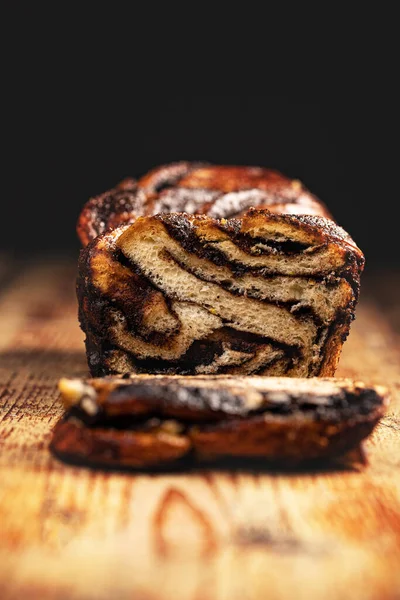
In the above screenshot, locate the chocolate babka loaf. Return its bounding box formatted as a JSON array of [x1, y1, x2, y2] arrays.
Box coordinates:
[[78, 204, 364, 377], [51, 375, 387, 467], [77, 162, 330, 246]]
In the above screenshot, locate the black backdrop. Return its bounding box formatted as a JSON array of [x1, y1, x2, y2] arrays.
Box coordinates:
[[0, 95, 399, 265]]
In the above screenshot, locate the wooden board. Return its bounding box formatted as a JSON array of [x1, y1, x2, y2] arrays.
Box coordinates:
[[0, 263, 400, 600]]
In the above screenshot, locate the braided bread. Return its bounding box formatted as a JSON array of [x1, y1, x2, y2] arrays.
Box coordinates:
[[51, 375, 387, 467], [78, 163, 364, 377], [77, 162, 330, 246]]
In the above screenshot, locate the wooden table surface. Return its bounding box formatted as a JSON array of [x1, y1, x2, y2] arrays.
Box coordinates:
[[0, 261, 400, 600]]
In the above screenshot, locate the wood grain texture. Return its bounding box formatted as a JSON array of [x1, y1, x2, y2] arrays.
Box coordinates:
[[0, 263, 400, 600]]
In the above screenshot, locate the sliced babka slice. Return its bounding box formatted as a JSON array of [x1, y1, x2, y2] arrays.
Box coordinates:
[[51, 375, 387, 467], [77, 162, 330, 246], [78, 210, 364, 377]]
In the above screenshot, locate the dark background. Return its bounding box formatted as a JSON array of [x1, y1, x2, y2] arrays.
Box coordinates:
[[0, 93, 400, 266]]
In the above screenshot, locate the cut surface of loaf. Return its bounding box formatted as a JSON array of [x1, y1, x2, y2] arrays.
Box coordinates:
[[77, 161, 330, 246], [78, 209, 364, 377], [51, 375, 387, 467]]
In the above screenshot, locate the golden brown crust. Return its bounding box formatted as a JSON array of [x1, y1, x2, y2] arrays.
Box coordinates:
[[77, 161, 330, 246], [78, 209, 363, 376], [51, 376, 387, 467]]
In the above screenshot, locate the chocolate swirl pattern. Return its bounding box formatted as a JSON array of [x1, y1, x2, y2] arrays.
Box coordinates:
[[51, 375, 388, 467], [77, 161, 330, 246], [78, 206, 364, 377]]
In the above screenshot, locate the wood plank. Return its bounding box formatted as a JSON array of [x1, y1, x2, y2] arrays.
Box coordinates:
[[0, 263, 400, 600]]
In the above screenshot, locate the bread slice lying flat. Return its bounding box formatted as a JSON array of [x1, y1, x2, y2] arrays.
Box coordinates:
[[78, 209, 364, 377], [51, 375, 387, 467]]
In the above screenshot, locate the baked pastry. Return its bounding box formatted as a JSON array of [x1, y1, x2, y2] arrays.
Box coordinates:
[[77, 162, 330, 246], [51, 375, 387, 467], [78, 209, 364, 377]]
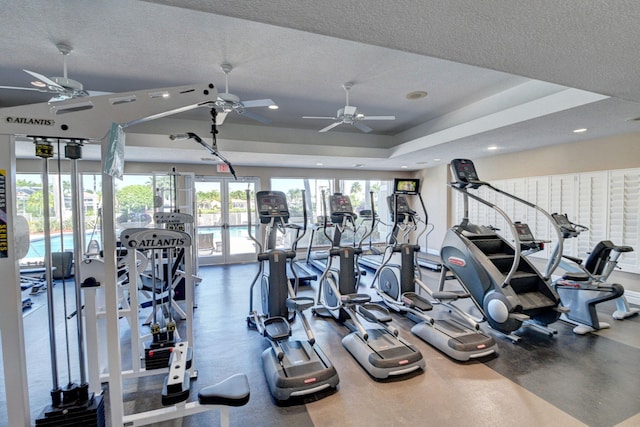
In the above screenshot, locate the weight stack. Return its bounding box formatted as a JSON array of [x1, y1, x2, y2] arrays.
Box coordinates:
[[144, 342, 175, 370], [36, 396, 106, 427]]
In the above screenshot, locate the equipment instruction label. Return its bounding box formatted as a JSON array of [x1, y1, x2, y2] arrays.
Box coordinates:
[[0, 169, 9, 258]]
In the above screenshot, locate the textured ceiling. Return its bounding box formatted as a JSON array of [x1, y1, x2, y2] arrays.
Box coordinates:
[[0, 0, 640, 170]]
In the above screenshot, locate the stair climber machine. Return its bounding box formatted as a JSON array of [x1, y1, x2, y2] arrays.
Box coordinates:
[[313, 192, 426, 380], [440, 159, 568, 342], [372, 179, 497, 362], [549, 213, 638, 335], [247, 190, 339, 402]]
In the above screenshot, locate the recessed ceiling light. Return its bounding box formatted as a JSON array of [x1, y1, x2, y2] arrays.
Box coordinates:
[[405, 90, 427, 101]]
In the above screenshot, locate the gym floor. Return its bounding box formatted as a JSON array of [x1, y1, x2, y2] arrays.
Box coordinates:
[[5, 264, 640, 427]]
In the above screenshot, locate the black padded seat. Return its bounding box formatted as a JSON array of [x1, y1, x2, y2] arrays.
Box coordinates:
[[198, 374, 250, 406]]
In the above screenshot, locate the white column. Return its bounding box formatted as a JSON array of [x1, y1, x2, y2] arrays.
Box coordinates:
[[102, 141, 124, 427], [0, 135, 31, 426]]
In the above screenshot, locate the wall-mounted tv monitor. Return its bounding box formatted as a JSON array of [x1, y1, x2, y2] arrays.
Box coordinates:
[[393, 178, 420, 194]]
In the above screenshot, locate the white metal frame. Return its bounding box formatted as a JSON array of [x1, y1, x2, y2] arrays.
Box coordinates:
[[0, 84, 228, 426]]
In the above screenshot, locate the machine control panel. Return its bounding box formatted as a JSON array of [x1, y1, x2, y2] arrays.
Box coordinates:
[[329, 194, 353, 215], [329, 194, 356, 224], [513, 222, 535, 242], [256, 191, 289, 224], [387, 195, 415, 215]]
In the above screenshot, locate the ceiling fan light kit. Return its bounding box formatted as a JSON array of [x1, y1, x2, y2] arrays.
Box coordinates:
[[302, 82, 396, 133]]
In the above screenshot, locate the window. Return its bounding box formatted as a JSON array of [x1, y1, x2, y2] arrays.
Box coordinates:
[[16, 173, 102, 265]]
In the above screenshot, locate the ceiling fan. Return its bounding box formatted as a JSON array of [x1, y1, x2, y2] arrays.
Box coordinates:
[[0, 43, 106, 102], [214, 62, 278, 125], [302, 82, 396, 133]]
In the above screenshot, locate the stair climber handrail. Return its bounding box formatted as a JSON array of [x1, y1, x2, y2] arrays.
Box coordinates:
[[449, 182, 528, 288], [486, 183, 564, 280]]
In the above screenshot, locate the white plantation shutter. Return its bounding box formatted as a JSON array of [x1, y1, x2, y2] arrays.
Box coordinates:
[[576, 172, 609, 258], [455, 169, 640, 273], [546, 174, 578, 256], [608, 169, 640, 272]]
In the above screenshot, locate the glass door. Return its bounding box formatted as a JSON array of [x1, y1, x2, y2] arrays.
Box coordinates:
[[195, 177, 258, 265]]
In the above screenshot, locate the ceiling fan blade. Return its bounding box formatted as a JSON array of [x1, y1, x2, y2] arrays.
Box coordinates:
[[216, 111, 229, 126], [353, 122, 373, 133], [344, 105, 358, 116], [318, 122, 342, 132], [0, 86, 43, 92], [86, 90, 113, 96], [358, 116, 396, 120], [241, 99, 276, 108], [22, 69, 65, 91], [239, 111, 271, 125]]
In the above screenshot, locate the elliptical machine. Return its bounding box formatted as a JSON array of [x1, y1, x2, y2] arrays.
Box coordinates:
[[547, 213, 638, 335], [440, 159, 568, 342], [247, 190, 339, 402], [372, 179, 498, 361], [313, 191, 426, 380]]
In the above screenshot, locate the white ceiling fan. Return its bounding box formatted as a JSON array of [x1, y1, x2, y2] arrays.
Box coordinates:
[[302, 82, 396, 133], [215, 62, 278, 125], [0, 43, 107, 102]]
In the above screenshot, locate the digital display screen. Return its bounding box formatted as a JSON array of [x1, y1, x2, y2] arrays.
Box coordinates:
[[256, 191, 289, 222], [451, 159, 479, 182], [387, 196, 414, 214], [514, 222, 533, 242], [393, 178, 420, 194], [329, 194, 353, 213], [552, 214, 571, 226]]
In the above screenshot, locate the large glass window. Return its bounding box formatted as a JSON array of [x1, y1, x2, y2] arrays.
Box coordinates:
[[340, 179, 393, 246], [16, 173, 102, 266]]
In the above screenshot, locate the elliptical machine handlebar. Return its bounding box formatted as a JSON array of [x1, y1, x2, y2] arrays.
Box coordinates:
[[245, 188, 263, 253], [449, 159, 563, 287]]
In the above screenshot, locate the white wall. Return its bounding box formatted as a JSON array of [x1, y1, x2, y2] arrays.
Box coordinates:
[[417, 133, 640, 292]]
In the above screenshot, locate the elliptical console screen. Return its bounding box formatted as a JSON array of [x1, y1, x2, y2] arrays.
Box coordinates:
[[451, 159, 479, 182], [256, 191, 289, 222], [513, 222, 535, 242], [393, 178, 420, 194], [387, 196, 415, 215], [551, 213, 575, 231], [329, 194, 353, 215]]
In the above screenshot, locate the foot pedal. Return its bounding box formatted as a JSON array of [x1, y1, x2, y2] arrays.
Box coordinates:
[[358, 304, 392, 323], [198, 374, 250, 406], [402, 292, 433, 311], [162, 342, 193, 405], [287, 297, 315, 311], [340, 294, 371, 304], [509, 313, 531, 322], [263, 316, 291, 341]]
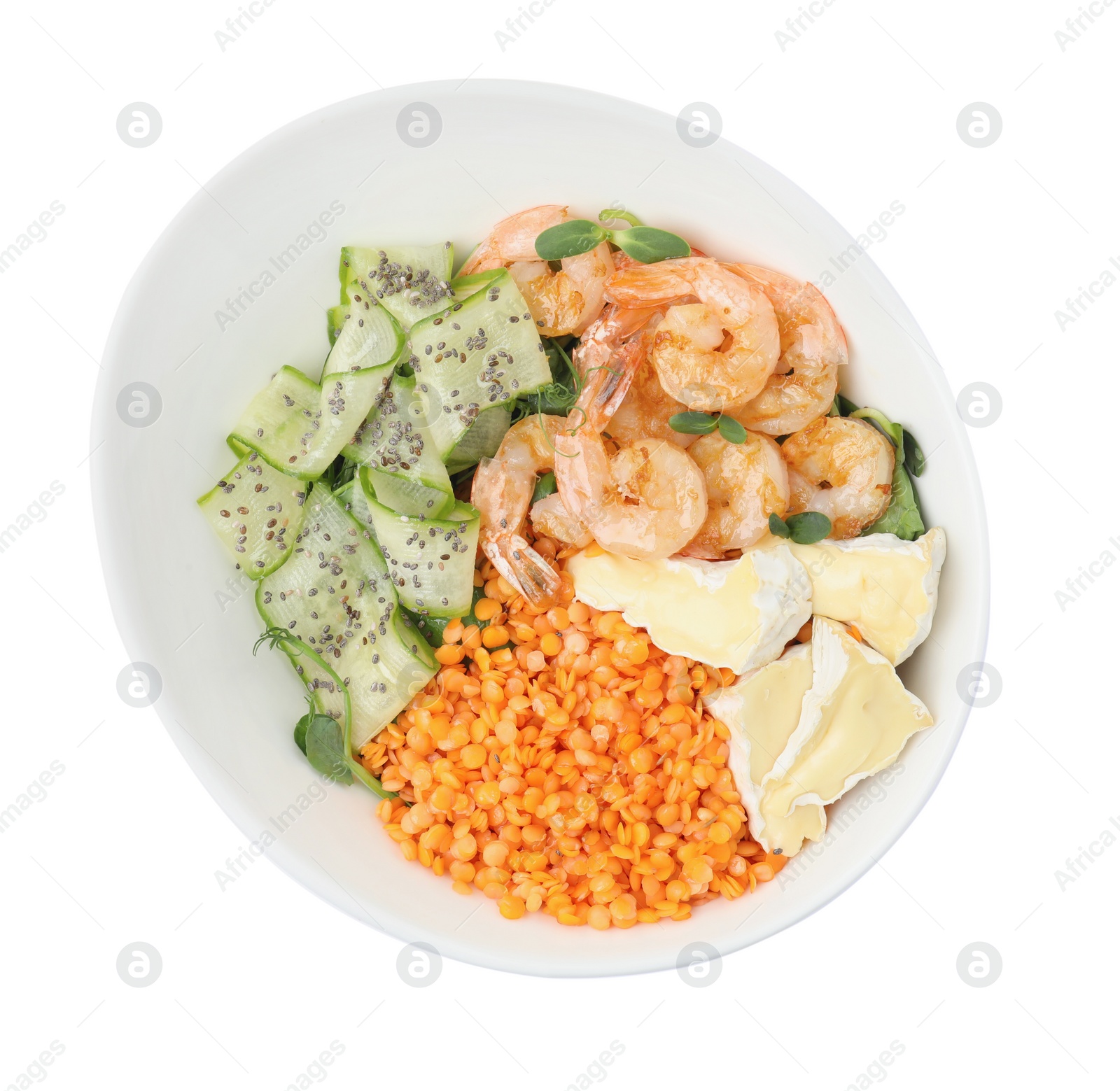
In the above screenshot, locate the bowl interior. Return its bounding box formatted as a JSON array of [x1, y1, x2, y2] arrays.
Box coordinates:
[[92, 80, 988, 976]]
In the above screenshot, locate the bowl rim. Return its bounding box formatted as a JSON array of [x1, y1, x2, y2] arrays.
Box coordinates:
[[88, 78, 990, 977]]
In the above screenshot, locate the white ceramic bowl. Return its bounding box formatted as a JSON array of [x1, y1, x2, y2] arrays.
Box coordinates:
[[91, 80, 988, 977]]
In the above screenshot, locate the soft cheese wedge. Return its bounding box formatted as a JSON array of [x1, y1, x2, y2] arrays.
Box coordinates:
[[752, 617, 933, 856], [704, 644, 825, 860], [788, 526, 945, 666], [568, 544, 811, 675]]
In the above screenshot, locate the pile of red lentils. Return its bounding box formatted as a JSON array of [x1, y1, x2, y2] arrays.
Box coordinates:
[[360, 537, 785, 929]]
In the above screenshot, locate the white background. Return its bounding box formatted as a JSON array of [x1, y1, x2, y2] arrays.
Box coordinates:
[[0, 0, 1120, 1091]]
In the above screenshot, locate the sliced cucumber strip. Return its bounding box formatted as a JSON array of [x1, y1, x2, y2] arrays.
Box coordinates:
[[338, 242, 455, 330], [231, 364, 393, 481], [198, 451, 307, 579], [447, 405, 512, 474], [256, 485, 438, 749], [355, 470, 479, 617], [323, 281, 405, 375], [407, 269, 552, 458], [278, 636, 351, 731], [343, 375, 455, 515]]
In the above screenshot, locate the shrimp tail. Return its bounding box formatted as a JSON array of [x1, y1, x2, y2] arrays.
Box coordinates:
[[575, 341, 642, 432], [483, 534, 560, 610]]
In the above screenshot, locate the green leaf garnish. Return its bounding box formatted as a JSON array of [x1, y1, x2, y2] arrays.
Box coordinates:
[[769, 512, 790, 537], [715, 416, 747, 444], [536, 216, 692, 265], [831, 393, 925, 542], [610, 226, 692, 265], [304, 714, 354, 784], [293, 698, 315, 755], [864, 458, 925, 542], [769, 512, 832, 546], [785, 512, 832, 546], [536, 220, 610, 261], [253, 625, 293, 655], [903, 428, 925, 477], [530, 470, 556, 504], [668, 409, 718, 436], [599, 209, 645, 227], [848, 408, 903, 450]]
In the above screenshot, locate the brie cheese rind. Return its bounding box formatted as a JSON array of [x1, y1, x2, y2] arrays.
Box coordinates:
[[704, 644, 825, 864], [757, 617, 933, 856], [567, 543, 812, 675], [790, 526, 945, 666]]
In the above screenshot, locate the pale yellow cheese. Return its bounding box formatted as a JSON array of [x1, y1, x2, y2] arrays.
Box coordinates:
[[790, 526, 945, 666], [704, 644, 825, 860], [567, 544, 810, 675], [758, 617, 933, 856]]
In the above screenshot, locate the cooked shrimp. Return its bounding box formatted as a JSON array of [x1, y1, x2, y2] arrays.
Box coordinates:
[[556, 354, 708, 560], [528, 493, 594, 549], [461, 205, 615, 337], [683, 432, 790, 560], [470, 414, 567, 607], [727, 265, 848, 436], [573, 297, 696, 447], [607, 347, 699, 449], [782, 416, 895, 537], [607, 258, 780, 411]]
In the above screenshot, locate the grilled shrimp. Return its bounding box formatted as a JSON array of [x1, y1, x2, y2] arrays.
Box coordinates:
[[782, 416, 895, 537], [606, 258, 780, 412], [470, 414, 567, 606], [461, 205, 615, 337], [727, 265, 848, 436], [682, 432, 790, 560], [556, 353, 708, 560]]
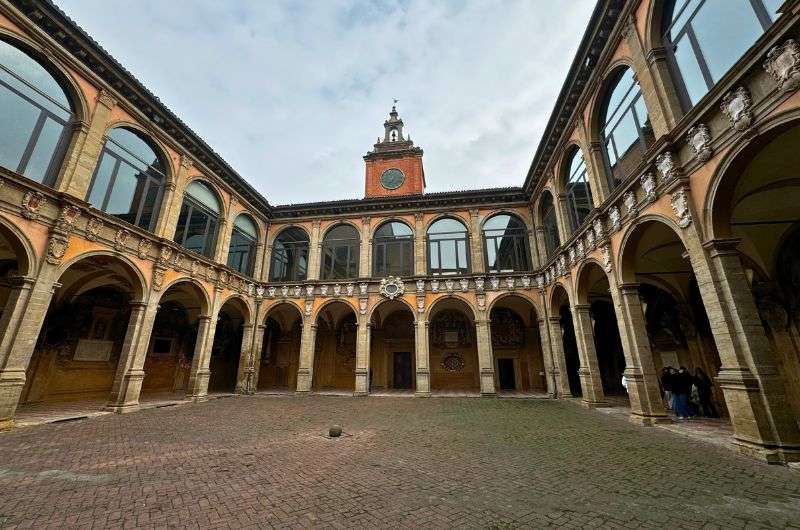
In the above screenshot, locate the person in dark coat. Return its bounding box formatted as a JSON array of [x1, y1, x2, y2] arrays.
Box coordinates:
[[672, 366, 694, 420], [694, 367, 719, 418]]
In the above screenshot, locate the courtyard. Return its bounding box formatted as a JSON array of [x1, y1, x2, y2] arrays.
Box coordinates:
[[0, 395, 800, 528]]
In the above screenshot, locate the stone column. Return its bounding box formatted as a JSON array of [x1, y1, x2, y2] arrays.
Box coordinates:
[[106, 302, 159, 412], [155, 155, 192, 240], [307, 219, 322, 280], [475, 316, 496, 396], [611, 283, 670, 425], [572, 304, 606, 407], [353, 315, 372, 396], [548, 317, 572, 397], [414, 316, 431, 397], [539, 318, 558, 398], [186, 313, 217, 401], [297, 322, 317, 393], [358, 217, 372, 278], [695, 239, 800, 462], [236, 324, 255, 394], [414, 212, 428, 276], [0, 277, 40, 430], [469, 210, 484, 272], [61, 90, 117, 196]]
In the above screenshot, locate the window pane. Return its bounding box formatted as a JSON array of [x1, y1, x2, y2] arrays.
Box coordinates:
[[24, 118, 64, 182], [691, 0, 762, 81], [0, 86, 41, 171], [675, 33, 708, 105], [88, 152, 117, 206], [105, 162, 140, 223]]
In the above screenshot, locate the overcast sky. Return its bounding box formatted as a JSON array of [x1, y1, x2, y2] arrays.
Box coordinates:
[[61, 0, 594, 204]]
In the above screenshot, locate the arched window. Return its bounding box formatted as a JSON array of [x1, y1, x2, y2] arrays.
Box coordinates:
[[663, 0, 783, 108], [228, 214, 258, 276], [0, 40, 73, 185], [372, 221, 414, 278], [600, 67, 654, 188], [321, 224, 359, 280], [269, 226, 308, 282], [483, 214, 530, 272], [540, 192, 561, 257], [86, 127, 165, 230], [565, 149, 592, 230], [175, 180, 222, 257], [428, 217, 470, 276]]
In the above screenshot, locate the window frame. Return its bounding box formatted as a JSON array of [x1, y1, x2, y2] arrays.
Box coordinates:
[[0, 36, 77, 187], [661, 0, 775, 112], [86, 127, 167, 232], [372, 220, 414, 278], [425, 217, 472, 276], [481, 212, 531, 274]]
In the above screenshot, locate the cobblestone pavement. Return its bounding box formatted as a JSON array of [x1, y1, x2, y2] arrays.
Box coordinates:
[[0, 396, 800, 529]]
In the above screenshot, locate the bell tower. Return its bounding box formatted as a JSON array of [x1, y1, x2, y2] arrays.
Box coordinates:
[[364, 100, 425, 198]]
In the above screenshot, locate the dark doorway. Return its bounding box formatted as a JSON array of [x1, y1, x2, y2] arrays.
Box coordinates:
[[393, 351, 411, 389], [497, 359, 517, 390]]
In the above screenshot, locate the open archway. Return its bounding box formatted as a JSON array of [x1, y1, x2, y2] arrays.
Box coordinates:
[[312, 301, 358, 392], [489, 295, 547, 393], [428, 298, 480, 393], [369, 300, 416, 392], [258, 303, 303, 391]]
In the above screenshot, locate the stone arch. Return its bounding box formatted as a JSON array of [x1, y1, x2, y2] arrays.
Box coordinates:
[[0, 215, 39, 277], [0, 28, 90, 122], [56, 250, 148, 302], [157, 276, 211, 316]]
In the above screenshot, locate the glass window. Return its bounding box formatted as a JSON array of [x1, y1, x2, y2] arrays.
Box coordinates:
[[175, 180, 221, 257], [483, 214, 530, 272], [86, 127, 166, 230], [228, 214, 258, 276], [0, 40, 73, 184], [321, 224, 360, 280], [269, 227, 308, 282], [565, 149, 592, 230], [541, 192, 561, 257], [664, 0, 783, 107], [601, 67, 653, 188], [428, 217, 470, 276], [372, 221, 414, 278]]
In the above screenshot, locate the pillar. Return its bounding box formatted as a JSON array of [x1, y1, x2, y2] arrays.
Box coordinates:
[[55, 90, 117, 196], [572, 304, 606, 407], [0, 277, 41, 429], [475, 317, 496, 396], [690, 239, 800, 463], [236, 324, 255, 394], [297, 318, 317, 393], [611, 283, 669, 425], [414, 212, 428, 276], [353, 315, 372, 396], [306, 219, 322, 280], [414, 317, 431, 397], [186, 312, 217, 401], [547, 317, 572, 397], [106, 302, 158, 412]]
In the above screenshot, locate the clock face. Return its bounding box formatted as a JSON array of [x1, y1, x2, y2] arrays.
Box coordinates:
[[381, 167, 406, 190]]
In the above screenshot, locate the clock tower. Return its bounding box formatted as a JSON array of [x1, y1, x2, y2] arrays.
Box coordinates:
[[364, 101, 425, 198]]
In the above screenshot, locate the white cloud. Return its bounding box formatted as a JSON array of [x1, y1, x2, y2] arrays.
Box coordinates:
[[60, 0, 594, 204]]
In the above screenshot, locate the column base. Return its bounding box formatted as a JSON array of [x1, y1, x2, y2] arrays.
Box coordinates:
[[628, 412, 672, 427]]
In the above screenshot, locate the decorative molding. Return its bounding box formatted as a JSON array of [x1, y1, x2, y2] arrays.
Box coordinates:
[[670, 188, 692, 228], [764, 39, 800, 92], [686, 123, 714, 162], [720, 86, 753, 131]]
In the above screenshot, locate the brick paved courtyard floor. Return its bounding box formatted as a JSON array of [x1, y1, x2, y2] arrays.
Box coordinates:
[[0, 396, 800, 529]]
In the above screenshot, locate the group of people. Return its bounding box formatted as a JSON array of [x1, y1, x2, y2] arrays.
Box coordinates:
[[661, 366, 719, 420]]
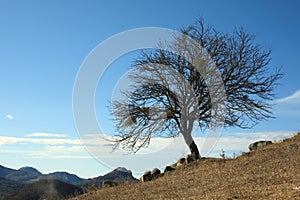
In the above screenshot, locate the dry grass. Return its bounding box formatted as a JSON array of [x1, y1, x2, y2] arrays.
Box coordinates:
[[73, 133, 300, 200]]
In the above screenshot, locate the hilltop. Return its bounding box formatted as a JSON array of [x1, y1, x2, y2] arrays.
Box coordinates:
[[72, 133, 300, 200]]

* **Task requirements**
From the material above, write out exactly the lines from the line with "In the above screenshot, locate the clock face." through the closing line, inclusive, and no pictures.

* **Solution for this problem**
In the above screenshot, locate the clock face. Return its bounding box formatted as a JSON array of [x1, y1, x2, y2] arrays.
Box coordinates:
[[381, 167, 406, 190]]
In the above screenshot, locate the clock tower. Return its bounding box formatted as a JSON array of [x1, y1, x2, y2] arrays.
Box coordinates:
[[364, 101, 425, 198]]
In the above screenshot, locate the white cloud. Return its bounding box formatted as a JSON array of [x1, y1, x2, y2] arrays.
Box coordinates:
[[60, 0, 594, 204]]
In the above screenshot, locate the column base. Return its bounding box formatted as a JSON array of [x1, y1, x2, y2] arrays.
Box coordinates:
[[628, 412, 672, 427]]
In the above screenshot, locate the decorative molding. Return its bounding box formatted as a JSON array of [x1, y1, x2, y2] arrays.
Box coordinates:
[[670, 188, 692, 228], [764, 39, 800, 92], [686, 123, 714, 162], [720, 86, 753, 131]]
In the above screenshot, locate the brick paved courtyard floor. Return its bounding box formatted as a JSON array of [x1, y1, x2, y2] arrays.
Box coordinates:
[[0, 396, 800, 529]]
In the above screenshot, locate the group of people. Return its bounding box formatted as a JSON array of [x1, y1, x2, y2] arrays.
Box coordinates:
[[661, 366, 719, 420]]
In the above screenshot, locate the dry grass. Return its bounding box formatted as a JSON array of [x1, y1, x2, y2] arrays.
Box coordinates:
[[73, 133, 300, 200]]
In the above screenshot, locate the hilltop. Return its bounding box formatted as a JSON array of [x1, y1, x2, y2] arrays.
Box coordinates:
[[72, 133, 300, 200]]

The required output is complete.